### 読解用抜粋
..........
来日の際はファンと密に交流するのが常だが、
今回は接触禁止。
外食はおろか買い物さえ行けない。
出入国時には検査で陰性を確認し、チャーター機で来日した。
国内の移動は新幹線の車両を借り切るなどして、
ホテルもフロアごと押さえる。
追加費用だけで1億5千万円を超えるもようだ。"

今日の日経朝刊文化欄「ウィーン・フィルの心意気」から。
11月5日~14日に来日公演を開いた
ウィーン・フィルハーモニー管弦楽団の舞台裏が描かれています。

"とりわけ思いがこもっていたのが
チャイコフスキーの交響曲第6番「悲(ひ)愴(そう)」だった。
10日にはコロナに苦しむ世界中の人に向けて献奏。
音楽が静かに閉じるとともに、黙とうをささげた。
音楽評論家の江藤光紀氏は「終楽章はすさまじく、
本当にもがき苦しむような苦悶(くもん)の表情が感じられた。
..........
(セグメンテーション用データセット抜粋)
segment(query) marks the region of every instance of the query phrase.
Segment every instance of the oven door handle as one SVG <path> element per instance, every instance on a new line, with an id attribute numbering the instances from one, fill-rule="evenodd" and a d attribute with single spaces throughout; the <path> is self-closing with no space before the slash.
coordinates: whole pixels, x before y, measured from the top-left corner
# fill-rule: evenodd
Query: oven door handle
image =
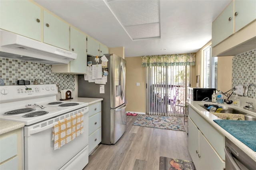
<path id="1" fill-rule="evenodd" d="M 227 159 L 229 160 L 231 163 L 231 164 L 230 165 L 232 167 L 232 169 L 241 170 L 241 168 L 235 161 L 228 148 L 226 146 L 224 148 L 224 151 L 225 152 L 225 154 L 226 154 Z"/>
<path id="2" fill-rule="evenodd" d="M 52 124 L 42 127 L 40 127 L 40 128 L 35 128 L 34 129 L 30 129 L 29 131 L 29 135 L 34 134 L 35 133 L 42 132 L 42 131 L 45 130 L 47 129 L 48 129 L 49 128 L 50 128 L 53 127 L 53 124 Z"/>

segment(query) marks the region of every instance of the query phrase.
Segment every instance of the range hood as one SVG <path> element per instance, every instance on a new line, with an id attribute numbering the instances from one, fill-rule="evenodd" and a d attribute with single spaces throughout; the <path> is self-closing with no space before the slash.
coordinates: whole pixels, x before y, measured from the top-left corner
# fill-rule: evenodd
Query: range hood
<path id="1" fill-rule="evenodd" d="M 68 63 L 77 54 L 0 30 L 0 57 L 47 64 Z"/>

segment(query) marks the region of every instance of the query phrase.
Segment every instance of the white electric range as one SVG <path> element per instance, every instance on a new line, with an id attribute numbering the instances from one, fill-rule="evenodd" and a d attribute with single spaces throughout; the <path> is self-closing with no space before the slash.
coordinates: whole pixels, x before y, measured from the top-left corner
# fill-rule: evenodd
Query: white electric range
<path id="1" fill-rule="evenodd" d="M 57 101 L 58 93 L 55 84 L 0 86 L 0 119 L 25 125 L 26 170 L 82 169 L 88 162 L 88 103 Z M 80 113 L 84 133 L 54 150 L 53 123 Z"/>

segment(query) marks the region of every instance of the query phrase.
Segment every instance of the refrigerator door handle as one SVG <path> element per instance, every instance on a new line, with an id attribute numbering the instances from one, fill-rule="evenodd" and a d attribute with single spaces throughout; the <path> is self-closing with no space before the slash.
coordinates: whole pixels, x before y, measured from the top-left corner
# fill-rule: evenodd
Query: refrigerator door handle
<path id="1" fill-rule="evenodd" d="M 125 105 L 124 106 L 123 106 L 121 108 L 118 109 L 117 110 L 116 110 L 116 112 L 119 111 L 120 110 L 121 110 L 122 109 L 125 109 L 126 108 L 126 103 Z"/>
<path id="2" fill-rule="evenodd" d="M 124 66 L 122 63 L 121 63 L 121 65 L 120 67 L 120 74 L 121 72 L 122 72 L 122 78 L 123 80 L 122 85 L 122 91 L 121 97 L 122 99 L 124 99 L 124 92 L 125 91 L 125 75 L 124 75 Z M 122 81 L 121 81 L 122 82 Z"/>

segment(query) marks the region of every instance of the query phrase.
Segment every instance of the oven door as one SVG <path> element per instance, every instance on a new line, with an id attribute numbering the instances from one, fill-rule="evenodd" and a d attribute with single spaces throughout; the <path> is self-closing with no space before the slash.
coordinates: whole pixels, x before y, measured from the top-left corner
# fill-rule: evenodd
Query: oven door
<path id="1" fill-rule="evenodd" d="M 63 167 L 66 169 L 82 169 L 88 163 L 88 111 L 86 107 L 25 127 L 25 169 L 58 170 Z M 84 113 L 84 133 L 54 150 L 53 123 L 81 112 Z"/>

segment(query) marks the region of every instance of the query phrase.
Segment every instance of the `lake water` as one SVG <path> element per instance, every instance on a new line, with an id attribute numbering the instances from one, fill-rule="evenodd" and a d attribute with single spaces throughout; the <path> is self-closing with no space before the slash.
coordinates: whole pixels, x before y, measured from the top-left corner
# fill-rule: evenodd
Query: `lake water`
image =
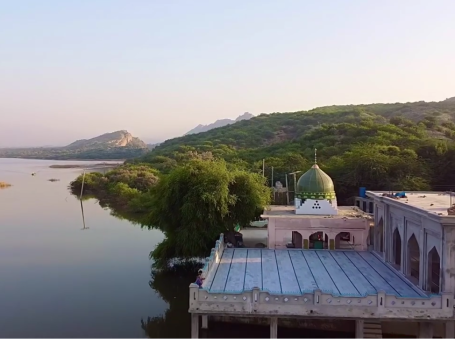
<path id="1" fill-rule="evenodd" d="M 151 277 L 149 253 L 163 235 L 119 220 L 68 191 L 99 162 L 0 159 L 1 338 L 188 338 L 194 277 Z M 31 174 L 36 172 L 35 176 Z M 49 179 L 59 179 L 49 182 Z M 202 336 L 268 338 L 268 327 L 217 324 Z M 337 334 L 279 329 L 280 337 Z"/>

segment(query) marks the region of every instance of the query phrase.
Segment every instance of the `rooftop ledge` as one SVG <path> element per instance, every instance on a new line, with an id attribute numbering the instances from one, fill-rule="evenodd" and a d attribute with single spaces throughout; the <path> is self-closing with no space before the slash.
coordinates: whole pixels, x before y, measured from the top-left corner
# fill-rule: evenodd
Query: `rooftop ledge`
<path id="1" fill-rule="evenodd" d="M 306 264 L 306 265 L 305 265 Z M 444 319 L 453 293 L 427 294 L 370 252 L 224 248 L 191 284 L 189 311 L 232 315 Z"/>
<path id="2" fill-rule="evenodd" d="M 451 223 L 455 221 L 455 215 L 449 215 L 447 212 L 447 209 L 455 204 L 455 193 L 453 192 L 406 191 L 406 198 L 390 198 L 384 196 L 384 194 L 389 193 L 389 191 L 367 191 L 366 195 L 368 197 L 377 197 L 379 200 L 386 200 L 390 204 L 396 202 L 397 205 L 406 205 L 429 216 L 447 219 Z"/>
<path id="3" fill-rule="evenodd" d="M 338 215 L 297 215 L 291 205 L 271 205 L 264 210 L 262 218 L 333 218 L 333 219 L 372 219 L 372 215 L 355 206 L 338 206 Z"/>

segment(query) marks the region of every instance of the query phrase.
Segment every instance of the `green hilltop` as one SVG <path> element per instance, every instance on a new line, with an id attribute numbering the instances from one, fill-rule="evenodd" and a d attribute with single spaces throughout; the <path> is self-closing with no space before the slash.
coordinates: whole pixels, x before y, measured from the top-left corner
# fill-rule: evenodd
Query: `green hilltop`
<path id="1" fill-rule="evenodd" d="M 285 183 L 285 173 L 311 165 L 316 148 L 337 192 L 350 197 L 358 186 L 451 189 L 455 176 L 447 164 L 453 160 L 454 147 L 455 101 L 451 98 L 261 114 L 167 140 L 128 163 L 147 163 L 167 173 L 187 158 L 215 157 L 258 172 L 265 159 L 269 180 L 273 166 L 274 181 Z"/>

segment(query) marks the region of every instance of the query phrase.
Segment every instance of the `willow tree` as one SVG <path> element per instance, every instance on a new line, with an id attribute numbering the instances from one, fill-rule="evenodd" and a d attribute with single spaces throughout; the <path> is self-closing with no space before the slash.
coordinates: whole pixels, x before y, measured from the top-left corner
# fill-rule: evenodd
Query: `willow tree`
<path id="1" fill-rule="evenodd" d="M 207 256 L 220 233 L 256 219 L 270 197 L 261 175 L 223 160 L 195 159 L 174 169 L 150 191 L 146 223 L 166 236 L 151 253 L 155 266 Z"/>

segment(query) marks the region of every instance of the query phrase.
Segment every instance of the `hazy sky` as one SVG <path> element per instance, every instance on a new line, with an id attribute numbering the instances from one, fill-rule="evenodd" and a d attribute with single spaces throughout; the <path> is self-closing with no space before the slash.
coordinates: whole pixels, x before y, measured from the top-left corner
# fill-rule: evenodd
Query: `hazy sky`
<path id="1" fill-rule="evenodd" d="M 455 96 L 454 0 L 0 0 L 0 146 Z"/>

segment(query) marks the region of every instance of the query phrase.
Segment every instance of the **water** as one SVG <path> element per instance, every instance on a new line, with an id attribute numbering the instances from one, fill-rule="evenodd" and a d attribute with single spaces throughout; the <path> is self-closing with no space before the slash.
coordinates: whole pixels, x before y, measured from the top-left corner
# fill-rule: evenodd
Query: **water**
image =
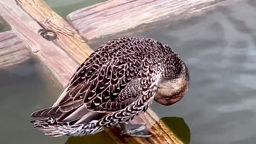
..........
### 課題
ウィーン・フィル来日公演の舞台裏を描いた文章を、最後に示された文の後から引き継いで書き進めてください。

### 解答
コロナで芸術界は本当に苦しい思いをしているが、
それを代弁するような意味合いがあったのでは」と指摘する。"

10日の公演は私も聴きましたが、
「強い意志と音楽を愛する心を持ち、この勇敢なアクションに臨んでいる。
(コロナという)今年生じてしまった様々な問題よりも、
音楽や芸術の力がいかに強いかということを私たちは示したい」
と語ったという指揮者ワレリー・ゲルギエフの
気持ちが伝わってくる熱演でした。感動しました。